─── Records provided
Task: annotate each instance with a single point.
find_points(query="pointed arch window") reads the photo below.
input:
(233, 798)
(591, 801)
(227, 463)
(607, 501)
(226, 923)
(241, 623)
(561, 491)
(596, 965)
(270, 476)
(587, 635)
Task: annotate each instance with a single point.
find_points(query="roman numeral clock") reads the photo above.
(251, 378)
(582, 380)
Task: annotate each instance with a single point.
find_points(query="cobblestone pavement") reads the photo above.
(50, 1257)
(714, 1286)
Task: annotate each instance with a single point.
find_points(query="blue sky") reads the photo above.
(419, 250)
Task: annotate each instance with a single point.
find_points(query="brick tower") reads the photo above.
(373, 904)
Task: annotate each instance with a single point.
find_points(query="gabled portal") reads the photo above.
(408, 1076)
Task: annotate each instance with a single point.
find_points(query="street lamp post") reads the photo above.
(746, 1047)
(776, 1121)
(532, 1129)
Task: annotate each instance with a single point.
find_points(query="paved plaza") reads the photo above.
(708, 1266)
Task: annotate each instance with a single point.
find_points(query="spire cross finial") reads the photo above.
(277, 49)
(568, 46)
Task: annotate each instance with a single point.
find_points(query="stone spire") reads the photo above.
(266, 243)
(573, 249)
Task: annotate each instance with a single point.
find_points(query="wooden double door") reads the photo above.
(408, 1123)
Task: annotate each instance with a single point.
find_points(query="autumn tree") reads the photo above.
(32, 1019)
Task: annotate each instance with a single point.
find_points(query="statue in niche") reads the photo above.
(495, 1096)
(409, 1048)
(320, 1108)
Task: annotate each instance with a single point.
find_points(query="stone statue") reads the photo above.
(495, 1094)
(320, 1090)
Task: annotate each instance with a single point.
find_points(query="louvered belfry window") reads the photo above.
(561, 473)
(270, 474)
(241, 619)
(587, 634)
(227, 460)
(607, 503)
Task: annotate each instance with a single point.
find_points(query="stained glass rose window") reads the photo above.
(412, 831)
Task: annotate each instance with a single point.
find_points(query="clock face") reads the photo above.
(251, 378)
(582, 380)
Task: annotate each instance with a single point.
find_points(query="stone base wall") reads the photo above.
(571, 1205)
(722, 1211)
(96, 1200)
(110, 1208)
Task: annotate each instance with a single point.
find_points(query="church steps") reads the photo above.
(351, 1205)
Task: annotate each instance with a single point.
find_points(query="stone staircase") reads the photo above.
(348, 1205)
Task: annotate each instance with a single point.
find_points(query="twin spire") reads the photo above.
──────
**Task description**
Output each record precisely as written.

**Exercise answer**
Task: annotate each instance with a single point.
find_points(query="pointed arch window") reads the photo below.
input:
(233, 798)
(591, 801)
(227, 463)
(607, 501)
(226, 923)
(241, 623)
(561, 491)
(596, 965)
(270, 476)
(587, 635)
Task: annotate each instance with a single point.
find_points(query="roman numeral clock") reads the photo above.
(251, 378)
(582, 380)
Task: annotate each instance with a single point.
find_points(query="cobblestone pavement") reads the photo above.
(50, 1257)
(714, 1286)
Task: annotate each instance with a single point.
find_points(query="blue sky") reads the photo above.
(419, 250)
Task: annotate each instance with a single point.
find_points(query="brick tower") reads the photo above.
(373, 904)
Task: annotate each instance with a single point.
find_points(query="gabled portal") reads the photo above.
(408, 1076)
Task: annotate each instance with a single point.
find_points(query="street lamp post") reads the photo above.
(746, 1047)
(776, 1121)
(532, 1129)
Task: annotate each instance with a single point.
find_points(query="paved plaza") reads the photo above.
(708, 1266)
Task: annotate each instance with a single point.
find_points(query="spire cross finial") reads the photo above.
(277, 49)
(568, 46)
Task: annotate each instance with a single point.
find_points(query="stone spire") reads the photo above.
(266, 243)
(573, 249)
Task: annotate each instance with a single point.
find_points(query="wooden double door") reads the photo above.
(408, 1123)
Task: annotate each instance with a single point.
find_points(query="autumn tree") reads the photo above.
(32, 1019)
Task: annotate each instance with a single point.
find_points(query="statue in niche") reads the photo above.
(495, 1096)
(409, 1048)
(320, 1108)
Task: annotate each instance with a single point.
find_points(query="stone statue") reads the photo above.
(495, 1094)
(320, 1090)
Task: annotate each instance with a single point.
find_points(query="louvered belfry window") reads the photo above.
(561, 473)
(270, 474)
(241, 619)
(587, 634)
(227, 460)
(607, 503)
Task: annotate each instance with a single point.
find_points(query="stained glass rose window") reads the photo above.
(412, 831)
Task: annotate each instance with a single point.
find_points(query="clock face") reads the photo above.
(251, 378)
(582, 380)
Task: annotate each instance with a single point.
find_points(query="stone base wall") reads the photo above.
(571, 1205)
(722, 1211)
(96, 1200)
(110, 1208)
Task: annotate each instance with a single point.
find_points(query="church steps") reads the photo above.
(351, 1205)
Task: annotate each instance with a single point.
find_points(query="stone staircase") reads the photo above.
(348, 1205)
Task: annotate each instance with a single point.
find_points(query="twin spire") reads the photo above.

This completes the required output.